- _Source data_:
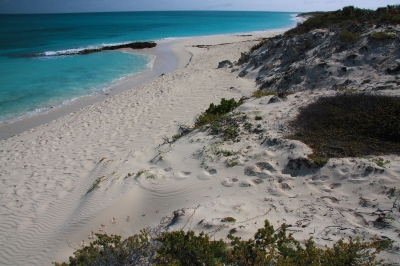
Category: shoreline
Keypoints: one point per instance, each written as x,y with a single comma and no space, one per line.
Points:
167,50
47,170
163,53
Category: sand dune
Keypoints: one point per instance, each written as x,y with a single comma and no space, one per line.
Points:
46,209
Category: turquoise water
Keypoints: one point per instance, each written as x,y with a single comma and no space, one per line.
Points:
33,78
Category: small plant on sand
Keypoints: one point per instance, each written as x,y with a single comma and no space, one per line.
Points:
95,185
262,93
229,220
214,112
379,161
350,125
232,162
391,192
258,45
146,173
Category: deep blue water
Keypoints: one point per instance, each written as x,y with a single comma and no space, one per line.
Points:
33,78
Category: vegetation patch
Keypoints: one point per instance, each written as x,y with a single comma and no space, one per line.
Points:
146,173
269,247
95,185
215,112
259,45
262,93
348,17
382,35
349,125
228,126
380,161
232,162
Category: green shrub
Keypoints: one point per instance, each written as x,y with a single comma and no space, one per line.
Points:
350,125
186,248
95,185
262,93
112,250
348,37
258,45
269,247
347,16
382,35
215,112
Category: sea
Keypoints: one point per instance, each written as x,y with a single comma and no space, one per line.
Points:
40,67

- _Your assignment_: Using the data above, repeat exactly the lines that begin at the line with "Category: small plant on sand" and end at the line with "Category: deep blue water", both ends included.

- _Response to the exercise_:
Category: small plant on sand
Keypoints: one point per instance, each written as x,y with a single comma and no space, one per line.
Points:
95,185
262,93
229,220
214,112
379,161
350,125
232,162
391,192
258,45
146,173
Category: deep blue water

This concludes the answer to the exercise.